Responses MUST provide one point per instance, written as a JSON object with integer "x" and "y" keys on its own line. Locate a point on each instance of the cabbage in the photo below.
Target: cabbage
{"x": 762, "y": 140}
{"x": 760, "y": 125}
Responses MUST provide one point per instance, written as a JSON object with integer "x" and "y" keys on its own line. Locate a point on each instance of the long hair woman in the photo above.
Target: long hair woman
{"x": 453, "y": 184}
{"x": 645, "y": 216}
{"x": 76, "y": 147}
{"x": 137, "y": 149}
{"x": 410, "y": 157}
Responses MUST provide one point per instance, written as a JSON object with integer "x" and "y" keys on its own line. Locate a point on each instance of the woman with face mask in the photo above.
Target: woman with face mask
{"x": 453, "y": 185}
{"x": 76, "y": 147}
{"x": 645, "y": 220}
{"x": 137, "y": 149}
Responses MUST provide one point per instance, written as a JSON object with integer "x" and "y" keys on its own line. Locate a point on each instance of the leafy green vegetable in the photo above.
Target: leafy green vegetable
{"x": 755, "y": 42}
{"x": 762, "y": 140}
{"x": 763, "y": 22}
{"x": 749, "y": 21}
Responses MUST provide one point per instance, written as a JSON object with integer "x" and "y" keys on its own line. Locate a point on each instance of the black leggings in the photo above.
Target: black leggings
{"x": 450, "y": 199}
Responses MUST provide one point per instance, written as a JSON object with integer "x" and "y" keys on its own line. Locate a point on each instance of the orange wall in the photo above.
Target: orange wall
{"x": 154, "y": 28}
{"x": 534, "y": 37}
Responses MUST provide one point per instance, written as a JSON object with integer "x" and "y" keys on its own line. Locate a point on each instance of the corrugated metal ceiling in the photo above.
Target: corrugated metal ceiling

**Task description:** Copy out every one of the lines above, character for character, without altering anything.

**Full output:**
Responses MUST provide one point per instance, written as a JSON object with integer "x" and "y" keys on its own line. Locate a point on each instance of the cabbage in the photo below.
Target: cabbage
{"x": 762, "y": 140}
{"x": 760, "y": 125}
Responses MUST provide one point per instance, written as a JSON object with integer "x" and "y" keys on its own line. Locate a point on each instance of the long hair woman in the photo above.
Target: long hair woman
{"x": 453, "y": 184}
{"x": 645, "y": 216}
{"x": 76, "y": 147}
{"x": 137, "y": 149}
{"x": 410, "y": 157}
Responses MUST provide one point per instance, written as a JSON object with integer "x" and "y" keys on its own line. Locate a point on each instance of the woman with face mask in the photo above.
Target: woman with face mask
{"x": 453, "y": 185}
{"x": 76, "y": 147}
{"x": 645, "y": 220}
{"x": 137, "y": 149}
Responses MUST provide one point per instance, written as a JSON object with integer "x" and "y" keys on its own line. Locate a point on each instance of the leafy green vegetable in the photo above.
Target: leafy green vegetable
{"x": 755, "y": 42}
{"x": 762, "y": 140}
{"x": 763, "y": 22}
{"x": 749, "y": 21}
Responses MUST provide one point per instance, written as a JSON object with integer "x" and "y" keys on its own line. Locate a point on each instance of the black leggings in the photo above.
Target: black leggings
{"x": 450, "y": 199}
Responses MUST provide one point per instance, written as a JSON object with integer "x" and "y" keys on its own line. Locate a point on each instance of the orange wall in the photo above.
Target: orange wall
{"x": 154, "y": 28}
{"x": 534, "y": 37}
Responses MUST provide one point per instance, written as a JSON object with integer "x" and "y" keys on its own line. Locate a point on each instance of the corrugated metal ceiling in the photo above.
Target: corrugated metal ceiling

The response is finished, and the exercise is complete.